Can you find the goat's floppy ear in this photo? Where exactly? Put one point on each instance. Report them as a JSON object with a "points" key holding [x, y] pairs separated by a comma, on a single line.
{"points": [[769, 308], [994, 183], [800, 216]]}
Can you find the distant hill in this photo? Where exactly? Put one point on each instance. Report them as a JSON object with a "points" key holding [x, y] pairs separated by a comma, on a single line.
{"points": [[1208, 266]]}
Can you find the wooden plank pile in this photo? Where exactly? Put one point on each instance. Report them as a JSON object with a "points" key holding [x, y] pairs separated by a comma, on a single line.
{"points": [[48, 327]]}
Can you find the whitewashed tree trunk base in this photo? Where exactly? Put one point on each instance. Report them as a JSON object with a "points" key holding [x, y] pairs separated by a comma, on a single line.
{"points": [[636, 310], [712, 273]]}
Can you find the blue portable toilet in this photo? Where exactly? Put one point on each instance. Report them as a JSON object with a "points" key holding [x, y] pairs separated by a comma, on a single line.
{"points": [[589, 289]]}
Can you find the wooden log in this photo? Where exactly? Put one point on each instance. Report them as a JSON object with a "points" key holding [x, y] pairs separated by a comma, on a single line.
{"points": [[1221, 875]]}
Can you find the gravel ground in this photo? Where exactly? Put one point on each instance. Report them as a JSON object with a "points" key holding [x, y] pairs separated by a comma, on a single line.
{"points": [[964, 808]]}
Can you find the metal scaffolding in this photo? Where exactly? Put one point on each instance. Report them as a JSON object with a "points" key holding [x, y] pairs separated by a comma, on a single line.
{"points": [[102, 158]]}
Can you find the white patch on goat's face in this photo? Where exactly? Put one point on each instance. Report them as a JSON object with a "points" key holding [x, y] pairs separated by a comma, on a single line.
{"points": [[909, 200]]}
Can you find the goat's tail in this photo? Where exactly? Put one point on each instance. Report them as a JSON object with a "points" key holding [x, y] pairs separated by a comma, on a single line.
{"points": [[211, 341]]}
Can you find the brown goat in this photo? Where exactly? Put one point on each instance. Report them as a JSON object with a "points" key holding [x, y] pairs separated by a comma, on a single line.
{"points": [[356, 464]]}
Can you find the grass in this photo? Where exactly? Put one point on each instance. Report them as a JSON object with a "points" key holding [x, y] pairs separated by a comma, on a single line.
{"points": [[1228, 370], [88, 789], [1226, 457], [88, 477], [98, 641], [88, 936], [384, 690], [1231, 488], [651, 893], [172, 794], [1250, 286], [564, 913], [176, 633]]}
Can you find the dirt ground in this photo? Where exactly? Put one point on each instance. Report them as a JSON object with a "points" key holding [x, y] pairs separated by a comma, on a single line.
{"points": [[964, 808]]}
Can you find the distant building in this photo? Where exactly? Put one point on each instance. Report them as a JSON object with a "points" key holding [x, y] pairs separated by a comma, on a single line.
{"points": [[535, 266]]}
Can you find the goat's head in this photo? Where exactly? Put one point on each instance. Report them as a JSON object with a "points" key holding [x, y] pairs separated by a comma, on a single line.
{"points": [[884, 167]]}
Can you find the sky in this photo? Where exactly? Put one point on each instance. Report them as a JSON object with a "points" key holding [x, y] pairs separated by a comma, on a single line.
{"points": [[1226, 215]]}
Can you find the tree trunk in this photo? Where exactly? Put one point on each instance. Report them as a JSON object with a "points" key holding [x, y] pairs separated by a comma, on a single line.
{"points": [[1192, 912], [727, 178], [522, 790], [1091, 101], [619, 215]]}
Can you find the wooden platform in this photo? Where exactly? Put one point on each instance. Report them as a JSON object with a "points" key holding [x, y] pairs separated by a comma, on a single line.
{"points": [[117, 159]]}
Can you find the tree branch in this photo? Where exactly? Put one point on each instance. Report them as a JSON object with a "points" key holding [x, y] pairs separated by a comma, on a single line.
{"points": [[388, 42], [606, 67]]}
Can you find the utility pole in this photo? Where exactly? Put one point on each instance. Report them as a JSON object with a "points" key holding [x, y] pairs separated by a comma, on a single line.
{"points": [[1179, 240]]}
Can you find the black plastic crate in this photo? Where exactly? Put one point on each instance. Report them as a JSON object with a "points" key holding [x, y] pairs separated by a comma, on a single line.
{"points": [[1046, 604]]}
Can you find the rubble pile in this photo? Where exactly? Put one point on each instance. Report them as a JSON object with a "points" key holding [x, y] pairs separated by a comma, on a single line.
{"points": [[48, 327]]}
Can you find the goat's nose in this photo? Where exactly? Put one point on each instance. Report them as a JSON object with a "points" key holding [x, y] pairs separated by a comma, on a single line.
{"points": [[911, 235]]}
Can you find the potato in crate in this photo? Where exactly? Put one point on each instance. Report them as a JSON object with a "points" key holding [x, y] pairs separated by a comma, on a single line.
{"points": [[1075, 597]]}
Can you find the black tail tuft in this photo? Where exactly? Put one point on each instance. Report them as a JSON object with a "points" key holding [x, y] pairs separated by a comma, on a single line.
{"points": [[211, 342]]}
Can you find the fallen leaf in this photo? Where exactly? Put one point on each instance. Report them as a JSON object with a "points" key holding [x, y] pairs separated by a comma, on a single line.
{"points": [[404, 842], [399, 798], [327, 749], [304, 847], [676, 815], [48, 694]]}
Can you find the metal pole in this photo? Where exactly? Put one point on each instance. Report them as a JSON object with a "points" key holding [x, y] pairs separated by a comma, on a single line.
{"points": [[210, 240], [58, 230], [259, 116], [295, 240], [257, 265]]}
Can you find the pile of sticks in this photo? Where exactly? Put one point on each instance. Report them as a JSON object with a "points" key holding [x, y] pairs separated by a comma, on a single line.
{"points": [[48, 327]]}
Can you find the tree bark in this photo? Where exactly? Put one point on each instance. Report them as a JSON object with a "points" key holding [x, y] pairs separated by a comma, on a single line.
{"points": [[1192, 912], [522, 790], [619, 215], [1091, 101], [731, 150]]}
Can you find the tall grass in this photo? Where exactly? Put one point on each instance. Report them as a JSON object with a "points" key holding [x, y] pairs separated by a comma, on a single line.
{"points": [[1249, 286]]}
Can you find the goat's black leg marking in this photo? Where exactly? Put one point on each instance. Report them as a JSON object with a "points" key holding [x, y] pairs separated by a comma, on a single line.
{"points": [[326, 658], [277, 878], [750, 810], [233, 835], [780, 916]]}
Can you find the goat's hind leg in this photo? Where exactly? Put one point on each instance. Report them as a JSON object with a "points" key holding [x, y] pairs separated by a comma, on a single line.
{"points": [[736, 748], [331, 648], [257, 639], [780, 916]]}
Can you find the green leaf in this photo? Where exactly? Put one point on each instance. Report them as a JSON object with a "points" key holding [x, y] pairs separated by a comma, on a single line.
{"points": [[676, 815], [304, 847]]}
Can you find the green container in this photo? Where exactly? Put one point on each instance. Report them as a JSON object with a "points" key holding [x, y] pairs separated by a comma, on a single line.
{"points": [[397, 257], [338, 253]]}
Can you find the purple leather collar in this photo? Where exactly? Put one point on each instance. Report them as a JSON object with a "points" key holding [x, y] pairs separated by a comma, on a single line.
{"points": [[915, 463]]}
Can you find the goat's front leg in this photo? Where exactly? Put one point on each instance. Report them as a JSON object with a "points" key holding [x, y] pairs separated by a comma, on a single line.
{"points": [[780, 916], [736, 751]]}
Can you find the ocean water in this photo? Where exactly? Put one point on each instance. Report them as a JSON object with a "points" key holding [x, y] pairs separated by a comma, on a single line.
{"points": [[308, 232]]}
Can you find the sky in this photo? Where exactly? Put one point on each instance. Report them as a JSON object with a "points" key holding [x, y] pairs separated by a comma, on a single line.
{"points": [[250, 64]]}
━━━━━━
AIM: Reproduce every one of the records above word for word, with no changes.

ANSWER TO THE PROBLEM:
Can you find the goat's floppy ear in this photo? Where exactly? Put one point on each instance. Report them as a JSON object with a "points" key holding [x, y] pairs separated by a comma, on a single line.
{"points": [[769, 308], [994, 183], [800, 216]]}
Can you find the distant hill in this photo? Where exactly? Put one point on each instance. Report them as a JSON object with a "points" key holding [x, y] pairs separated by a comma, on a single line.
{"points": [[1208, 266]]}
Can you find the wooden plank pile in this photo? Where exactly? Put one point on each instance. Report them as a JSON object with a "points" key holding [x, y] pairs separated by a comma, on a single line.
{"points": [[48, 327]]}
Can you find the whitewashed tree trunk base in this photo? Where exactly? Put one point on each instance. Report them as a JSON object with a "points" key holding [x, y] pairs separated by a comma, on a single line.
{"points": [[636, 310], [712, 273]]}
Can you find the blue portable toilet in this photo? Where exactly? Put one point on each instance. Report them as a JSON object with a "points" key holding [x, y] pairs separated by a comma, on a single line.
{"points": [[589, 289]]}
Can you find the wooden log in this photo? Where exactly? Put one point on each instance. Report them as a JSON object with a "points" key holding [x, y] pairs separated by a comma, on a single line.
{"points": [[1221, 875]]}
Can you find the gravel ground in this photo? Where exactly? Put one point on each instance. Report them as a JSON object with a "points" key holding [x, y] pairs separated by a comma, on a single line.
{"points": [[964, 808]]}
Can you find the metal scaffolding in this photo? Where exactly? Put one point on each instance. Report them as a JSON object with a "points" key holding [x, y] pairs separated by a comma, on a single line.
{"points": [[102, 158]]}
Can you find the white patch on goat's face in this photo? Where exactly? Put one point on each instance. Report them as a JSON object with a "points" key holding [x, y] pairs separated by a comma, on a single line.
{"points": [[909, 200]]}
Can you find the goat's tail in this photo? Where exactly? Put one point on each instance. Report them as a JSON object with a "points" key holding [x, y] pairs separated by a comma, on a single line.
{"points": [[211, 341]]}
Can you find the brown goat in this photo? Where exactly? Put one point on each instance. Report them as a JSON object with a "points" key holding [x, y] pairs separated by a comma, on a single line.
{"points": [[356, 464]]}
Can you find the grass in this photo? Where exactly? Put one point on each instance. Report them as a JSON object with a "points" key holding [x, y] pairs separated by a comma, on a single line.
{"points": [[1228, 370], [88, 789], [1226, 457], [88, 477], [98, 641], [88, 936], [384, 690], [1231, 488], [651, 893], [172, 794], [1250, 286], [564, 913], [176, 633]]}
Can you find the dirt ground in this photo? Where exactly? Put one point on each instance. Report them as a JSON object with a "points" key holding [x, y] pairs separated by a comma, on a single line.
{"points": [[964, 808]]}
Can you find the distant building in this photo? Where exactly? Put one point on each instance. Report them as a JSON object with a "points" key holding [x, y] pairs separated by a comma, on a single line.
{"points": [[535, 266]]}
Can you find the goat's head in this photo? Where exactly? Put one point on each instance. Report them as a JSON object with a "points" key holding [x, y] pairs separated by a comma, on a single line.
{"points": [[884, 167]]}
Can you find the sky in this photo? Where exactly? Put one point on each instance. Report them as a JSON object with a "points" key holding [x, y] pairs separated by a comma, on a single line.
{"points": [[1226, 215]]}
Can you find the tree trunk in this photo? Where exactly? Put one point on each instance. Report them as a JSON object with a "points" key holding [x, y] pairs separated by a comma, on a single line.
{"points": [[1192, 912], [727, 178], [522, 790], [1091, 101], [619, 215]]}
Can you find the wooden platform in this photo? Where exactly? Put one point on each instance. Report them as a JSON object with a "points" key holding [x, y] pairs separated by a comma, on a single line.
{"points": [[117, 159]]}
Can you find the tree branch in this photo? Where exactly? Put one point on each instance. Report them as a JSON object with a "points" key holding [x, y] pairs separated by a comma, on a single line.
{"points": [[388, 42], [606, 67]]}
Can you find the utility pole in this photo? Where exactly? Put one point on each instance. Report them as a JSON object with a "points" key holding [x, y] pairs separated by a comma, on a single line.
{"points": [[1179, 240]]}
Can you find the black plastic crate in this photo? Where exactly? Put one point on each instance. Report them as a JSON object with a "points" key holding [x, y] pairs separated by a comma, on a single line.
{"points": [[1046, 604]]}
Can you find the rubble pile in this photo? Where exactly? Put one point on each instance. Report them as a JSON object with a "points" key holding [x, y] pairs separated by a comma, on a single line.
{"points": [[48, 327]]}
Can you find the goat's nose in this photo? Where exactly? Put one point on each instance. Report them as a JSON object with a "points" key holding [x, y] pairs separated by a comma, on a single line.
{"points": [[911, 235]]}
Can you find the potato in crate in this photo? Where exactly? Put one point on each instance. Report them as a JSON object with a "points" key holding [x, y] pairs separated by a comma, on a single line.
{"points": [[1075, 597]]}
Can you find the black tail tuft in this photo? Where exactly? Put one point on each instance. Report them as a JSON object with a "points" key holding [x, y] pairs separated by a comma, on a single line.
{"points": [[211, 342]]}
Can you find the fallen leaf in this photo? Where exactly? Put one point on each instance. Report them as a JSON object with a "points" key holding [x, y] pairs separated by a comma, on a single line.
{"points": [[404, 842], [399, 798], [327, 749], [304, 847], [676, 815], [48, 694]]}
Can you find the metal pole in this photo? Where exactly? Put one point on each instance. Report them as a JSON object with a "points" key holding [x, y] pairs separated by a comma, on a single line.
{"points": [[210, 240], [58, 230], [259, 116], [295, 240], [257, 265]]}
Can you find the pile of sticks in this photo? Where exactly? Put one point on each instance. Report them as a JSON object with a "points" key holding [x, y] pairs separated by a comma, on a single line.
{"points": [[48, 327]]}
Can you find the tree bark in this photo? Where exactly? Put one point on each instance. Report them as a JSON object with a "points" key holding [x, y] pairs separated by a comma, on a single line.
{"points": [[1192, 912], [522, 790], [619, 215], [1091, 101], [731, 150]]}
Can you find the tall grass in this photo? Where exactly? Put one point on each instance. Report them as a JSON object with a "points" key holding [x, y] pairs separated by a comma, on a single line.
{"points": [[1249, 286]]}
Can you find the goat's black leg marking in this photo? Where exactly? Put one point on each instance. Report them as a JSON object with a "points" key holding [x, y] pairs separated by a comma, on a single line.
{"points": [[326, 658], [277, 878], [750, 810], [233, 835], [780, 916]]}
Can you find the goat's hind leg in this photo? Where exactly? Put one point on each instance. Report them as a JSON object with a "points" key holding [x, y] pairs separated by a comma, on a single line.
{"points": [[736, 748], [331, 648], [257, 639], [780, 916]]}
Can you find the green leaf in this photo? Where exactly? Put one point on each instance. Report them as a JSON object with a "points" key holding [x, y] pairs separated by a comma, on a single line.
{"points": [[676, 815], [304, 847]]}
Can you find the green container in this photo? Where exactly? Put one point on each instance. Report them as a JSON object with a "points" key holding [x, y] pairs separated by a comma, on a single line.
{"points": [[397, 257], [338, 253]]}
Can you find the purple leather collar in this photo? Where exactly? Put one point on each instance. Report them as a JSON object with a "points" key holding [x, y] pairs separated by a comma, on a single line.
{"points": [[915, 463]]}
Can you find the goat's front leg in this photo? Where exactly? Put one point on each instance. Report them as a JSON object with a "points" key holding [x, y] pairs separated by a comma, on a single line.
{"points": [[780, 916], [736, 751]]}
Can you find the ocean water in this photo? Where exactly? Put one point on each instance. Report them as a JSON object with a "points" key holding [x, y] pairs separated by a comma, on a single line.
{"points": [[308, 232]]}
Can you find the sky in this photo? Where exactly? Put one point on each instance. Report them as a JSON object with a "points" key holding [x, y] pairs separated by a comma, on a single line.
{"points": [[250, 64]]}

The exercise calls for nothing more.